### Teks Kesaksian
TUHAN TEMPAT PERLINDUNGANKU
Shalom.
Perkenalkan nama saya Merry dan suami saya Sonny Tumara. Saya bersama ketiga anak-anak kami saat ini bermukim dan beribadah di BIC Denver, Colorado USA. Saya ingin menyaksikan saat di mana saya dan suami terpapar COVID-19, tetapi Tuhan tidak meninggalkan kami.
Pada hari minggu, tanggal 15 Maret 2020 saya mendengar suami saya kedatangan seorang tamu; yang mengabarkan melalui telepon kalau ia sudah menunggu di depan pintu rumah kami. Suami saya langsung pergi menemuinya tentunya dengan menggunakan masker.
Setelah 20 menit di luar suami saya pun masuk ke dalam dan baru saya ketahui kalau yang datang tadi adalah seorang hamba Tuhan yang meminta bantuan untuk melihat kondisi mobil yang akan dibelinya, kebetulan suami saya adalah seorang mekanik. Saya tidak pernah berpikir bahwa pertemuan itu akan menjadi bencana buat keluarga saya.

### Data penentuan titik pada gambar
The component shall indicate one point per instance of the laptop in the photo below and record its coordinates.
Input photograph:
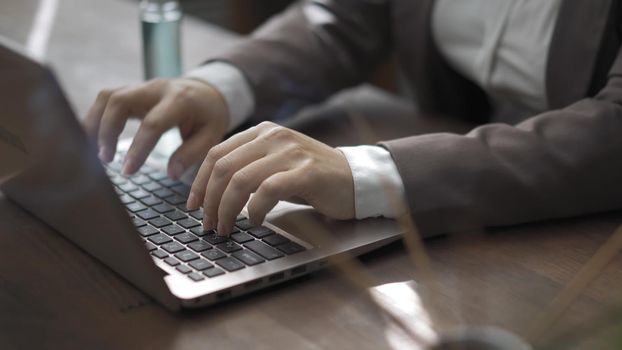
(139, 226)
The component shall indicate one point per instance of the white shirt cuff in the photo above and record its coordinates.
(378, 187)
(232, 85)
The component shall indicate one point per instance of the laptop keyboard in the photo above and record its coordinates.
(157, 206)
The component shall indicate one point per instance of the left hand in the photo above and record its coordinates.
(276, 163)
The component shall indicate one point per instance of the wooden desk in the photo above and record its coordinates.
(54, 296)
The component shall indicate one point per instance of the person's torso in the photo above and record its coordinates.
(502, 46)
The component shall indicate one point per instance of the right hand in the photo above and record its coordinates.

### Terapkan Bacaan
**1)** Sebutkan semua orang atau kelompok orang yang disebut dalam kesaksian tentang paparan COVID-19 tersebut.
**2)** Menurut kesaksian tersebut, apa pekerjaan suami Merry?

### Jawaban
**1)**
- Merry
- Sonny Tumara, suami Merry
- ketiga anak mereka
- seorang tamu, yaitu seorang hamba Tuhan

**2)** Seorang mekanik.